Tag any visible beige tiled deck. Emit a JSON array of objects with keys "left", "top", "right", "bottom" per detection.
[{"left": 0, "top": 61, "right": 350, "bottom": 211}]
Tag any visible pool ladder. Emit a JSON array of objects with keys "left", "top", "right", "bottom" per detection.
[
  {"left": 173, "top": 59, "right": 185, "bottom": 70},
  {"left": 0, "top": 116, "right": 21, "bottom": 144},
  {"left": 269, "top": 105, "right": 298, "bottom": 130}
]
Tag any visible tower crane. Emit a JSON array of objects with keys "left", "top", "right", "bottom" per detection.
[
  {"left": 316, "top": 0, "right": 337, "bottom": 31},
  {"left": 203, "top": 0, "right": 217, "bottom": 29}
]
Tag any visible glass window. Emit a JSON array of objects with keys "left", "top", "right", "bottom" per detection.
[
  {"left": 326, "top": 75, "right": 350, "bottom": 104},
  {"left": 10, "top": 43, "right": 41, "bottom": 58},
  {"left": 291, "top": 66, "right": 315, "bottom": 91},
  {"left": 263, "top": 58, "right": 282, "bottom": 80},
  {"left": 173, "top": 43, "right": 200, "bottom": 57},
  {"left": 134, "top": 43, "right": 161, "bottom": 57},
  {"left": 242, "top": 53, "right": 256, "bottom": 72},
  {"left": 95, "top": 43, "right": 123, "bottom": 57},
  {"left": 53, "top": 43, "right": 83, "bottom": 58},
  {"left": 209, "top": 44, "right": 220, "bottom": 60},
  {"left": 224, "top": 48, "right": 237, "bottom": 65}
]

What is needed: Revise the rows above by replacing every "Emit" with "Return", leaving all other text unchanged.

Solution to this exercise:
Tag any visible beige tiled deck. Return a JSON array of objects with keys "left", "top", "right", "bottom" per detection.
[{"left": 0, "top": 61, "right": 350, "bottom": 211}]
Tag any visible pool ladder. Return a JSON array of objects with keys "left", "top", "right", "bottom" per detection.
[
  {"left": 173, "top": 59, "right": 185, "bottom": 70},
  {"left": 0, "top": 116, "right": 21, "bottom": 144},
  {"left": 269, "top": 105, "right": 298, "bottom": 130}
]
Tag any visible tower crane. Return a JSON array of objects with keys "left", "top", "right", "bottom" per detection.
[
  {"left": 316, "top": 0, "right": 337, "bottom": 31},
  {"left": 203, "top": 0, "right": 217, "bottom": 29}
]
Tag any visible glass window. Return a JSON array of objects with keys "left", "top", "right", "bottom" per detection.
[
  {"left": 326, "top": 75, "right": 350, "bottom": 104},
  {"left": 10, "top": 43, "right": 41, "bottom": 58},
  {"left": 291, "top": 66, "right": 315, "bottom": 91},
  {"left": 263, "top": 58, "right": 282, "bottom": 80},
  {"left": 173, "top": 43, "right": 200, "bottom": 57},
  {"left": 134, "top": 43, "right": 161, "bottom": 57},
  {"left": 242, "top": 53, "right": 256, "bottom": 72},
  {"left": 95, "top": 43, "right": 123, "bottom": 57},
  {"left": 53, "top": 43, "right": 83, "bottom": 58},
  {"left": 209, "top": 44, "right": 220, "bottom": 60},
  {"left": 224, "top": 48, "right": 237, "bottom": 65}
]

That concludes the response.